Dataset lines showing where objects appear:

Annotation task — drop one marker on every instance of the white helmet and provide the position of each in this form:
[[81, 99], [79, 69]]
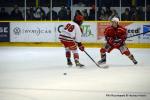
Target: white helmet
[[115, 19]]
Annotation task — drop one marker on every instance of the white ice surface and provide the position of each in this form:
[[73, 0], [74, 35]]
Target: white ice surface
[[36, 73]]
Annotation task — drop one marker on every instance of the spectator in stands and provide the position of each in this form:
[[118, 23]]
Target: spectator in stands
[[85, 14], [3, 14], [125, 16], [92, 13], [68, 13], [62, 14], [48, 15], [101, 14], [148, 13], [141, 14], [16, 14], [39, 14], [113, 14]]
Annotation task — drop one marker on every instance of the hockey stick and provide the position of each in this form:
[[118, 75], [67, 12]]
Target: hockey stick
[[138, 34], [91, 58]]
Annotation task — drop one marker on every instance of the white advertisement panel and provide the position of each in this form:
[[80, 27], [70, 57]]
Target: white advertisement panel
[[139, 28], [89, 31], [133, 28], [32, 32]]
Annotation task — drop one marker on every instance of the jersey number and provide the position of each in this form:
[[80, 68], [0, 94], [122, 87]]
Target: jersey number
[[69, 27]]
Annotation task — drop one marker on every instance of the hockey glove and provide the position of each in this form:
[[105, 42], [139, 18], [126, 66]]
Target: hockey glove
[[81, 47]]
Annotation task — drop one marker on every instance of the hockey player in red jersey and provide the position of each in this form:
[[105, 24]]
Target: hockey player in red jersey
[[70, 37], [115, 36]]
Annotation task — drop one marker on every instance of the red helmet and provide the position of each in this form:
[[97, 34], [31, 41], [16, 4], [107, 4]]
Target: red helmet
[[79, 18]]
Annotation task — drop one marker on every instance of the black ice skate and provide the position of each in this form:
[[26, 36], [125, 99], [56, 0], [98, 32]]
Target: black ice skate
[[134, 61], [102, 61], [69, 63], [78, 64]]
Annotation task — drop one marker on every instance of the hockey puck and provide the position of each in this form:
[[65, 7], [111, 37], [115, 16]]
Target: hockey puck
[[65, 73]]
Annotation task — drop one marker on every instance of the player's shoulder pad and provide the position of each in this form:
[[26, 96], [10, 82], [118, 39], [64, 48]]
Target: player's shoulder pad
[[107, 29]]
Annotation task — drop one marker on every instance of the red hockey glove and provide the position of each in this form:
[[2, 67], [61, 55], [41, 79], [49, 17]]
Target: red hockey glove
[[110, 41], [81, 47]]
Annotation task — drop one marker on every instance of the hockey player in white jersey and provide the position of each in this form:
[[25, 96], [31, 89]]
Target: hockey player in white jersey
[[70, 37]]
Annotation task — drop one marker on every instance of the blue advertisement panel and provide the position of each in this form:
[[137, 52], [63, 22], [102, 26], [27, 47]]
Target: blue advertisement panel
[[4, 32]]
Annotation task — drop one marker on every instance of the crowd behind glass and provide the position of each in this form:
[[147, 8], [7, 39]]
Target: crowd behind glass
[[101, 10]]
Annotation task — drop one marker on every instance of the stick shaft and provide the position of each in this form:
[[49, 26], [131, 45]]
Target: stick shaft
[[91, 58]]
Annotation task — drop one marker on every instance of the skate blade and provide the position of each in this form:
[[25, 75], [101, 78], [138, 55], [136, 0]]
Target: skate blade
[[104, 66]]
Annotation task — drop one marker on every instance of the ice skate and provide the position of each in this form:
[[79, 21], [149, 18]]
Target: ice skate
[[102, 61], [134, 61], [78, 64]]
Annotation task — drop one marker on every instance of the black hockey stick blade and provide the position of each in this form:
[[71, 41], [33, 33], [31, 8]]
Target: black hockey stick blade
[[138, 34], [91, 59]]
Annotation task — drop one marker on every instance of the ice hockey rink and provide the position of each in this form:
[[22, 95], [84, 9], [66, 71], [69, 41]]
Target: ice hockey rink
[[37, 73]]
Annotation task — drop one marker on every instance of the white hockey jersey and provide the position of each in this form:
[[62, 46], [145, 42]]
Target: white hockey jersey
[[71, 32]]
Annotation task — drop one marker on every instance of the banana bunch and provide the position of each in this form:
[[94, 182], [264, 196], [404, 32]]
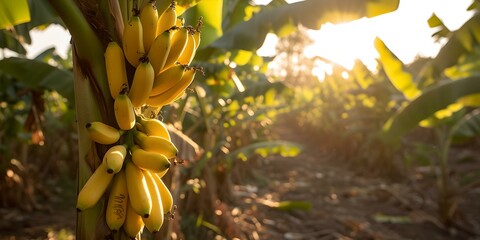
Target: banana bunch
[[139, 148], [160, 48], [139, 155]]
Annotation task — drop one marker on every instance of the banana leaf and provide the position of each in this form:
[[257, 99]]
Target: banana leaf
[[13, 13], [460, 42], [468, 127], [395, 70], [264, 149], [250, 35], [39, 75], [430, 101]]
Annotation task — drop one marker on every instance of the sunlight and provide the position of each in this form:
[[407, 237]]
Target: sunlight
[[343, 43], [405, 31]]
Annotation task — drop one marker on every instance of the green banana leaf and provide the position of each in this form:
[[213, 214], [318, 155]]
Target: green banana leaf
[[432, 100], [39, 75], [8, 40], [250, 35], [461, 42], [264, 149], [13, 13], [467, 128], [211, 13], [395, 70]]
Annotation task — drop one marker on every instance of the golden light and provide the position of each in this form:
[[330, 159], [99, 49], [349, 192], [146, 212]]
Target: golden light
[[405, 32]]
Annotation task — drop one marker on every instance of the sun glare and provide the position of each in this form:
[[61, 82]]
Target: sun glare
[[405, 32], [343, 43]]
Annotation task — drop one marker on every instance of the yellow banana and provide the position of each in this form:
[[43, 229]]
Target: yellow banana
[[165, 195], [156, 144], [159, 51], [162, 6], [179, 41], [114, 158], [161, 174], [115, 68], [174, 92], [142, 84], [155, 221], [151, 161], [180, 22], [167, 19], [94, 188], [149, 19], [197, 38], [117, 202], [133, 47], [102, 133], [154, 127], [124, 113], [189, 52], [140, 198], [133, 225], [167, 79]]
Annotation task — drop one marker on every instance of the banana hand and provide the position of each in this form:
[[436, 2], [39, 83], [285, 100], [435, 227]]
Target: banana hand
[[174, 92], [94, 188], [167, 79], [102, 133], [156, 144], [114, 158], [155, 221], [124, 113], [140, 198], [142, 84], [150, 161], [117, 202], [133, 47], [149, 19]]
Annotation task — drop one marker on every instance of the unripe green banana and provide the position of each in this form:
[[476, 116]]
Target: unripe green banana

> Work instructions
Copy the stretch from the start of the lines through the line that contains "[[70, 37], [115, 36]]", including the requests, and leave out the pictures. Multiply each point coordinate in the answers by 2.2 and round it to a whole number, rounding halves up. Leave the numbers in the requests and their format samples as they are.

> Problem solution
Annotation task — drop one marker on every instance of the white helmet and provide the position of each in this form:
[[81, 99], [79, 69]]
Target: white helmet
[[253, 42]]
Annotation task — drop one marker on every instance of the white ice surface and provide the position of each in this form:
[[73, 0], [74, 35]]
Target: white ice surface
[[79, 161]]
Annotation task — drop one marker on every instance of the spectator in stands and provide the position of each in this form:
[[118, 23]]
Target: spectator in stands
[[187, 31], [7, 31], [275, 35], [202, 29], [150, 29], [136, 31], [106, 33], [222, 31], [326, 29], [310, 31], [35, 31], [86, 31], [249, 31]]
Annotation task — drop one marker on every instance of the hockey stick and provide the position of each in this form:
[[118, 75], [67, 12]]
Target: hockey stick
[[304, 75], [200, 128]]
Annotation task — drop one marker on every instance of the white advertisement panel and provide the position of each in this form:
[[80, 27], [70, 57]]
Target: white advertisement panel
[[306, 62], [196, 68], [293, 62], [70, 70]]
Annotation task — drop one marker on every instance of the jersey number and provide the position of each in this form:
[[80, 68], [0, 94], [122, 87]]
Target: jersey number
[[152, 59]]
Annotation task — drop one marker on every instance of the hockey glove and provide the position of each in this form:
[[105, 42], [139, 18], [126, 66]]
Target: hockey glove
[[178, 103]]
Annotation task — drop one marker on every instance of the hockey player in red jersey and provide the position of each in this form:
[[105, 24]]
Target: hockey player in red jersey
[[154, 81], [253, 79]]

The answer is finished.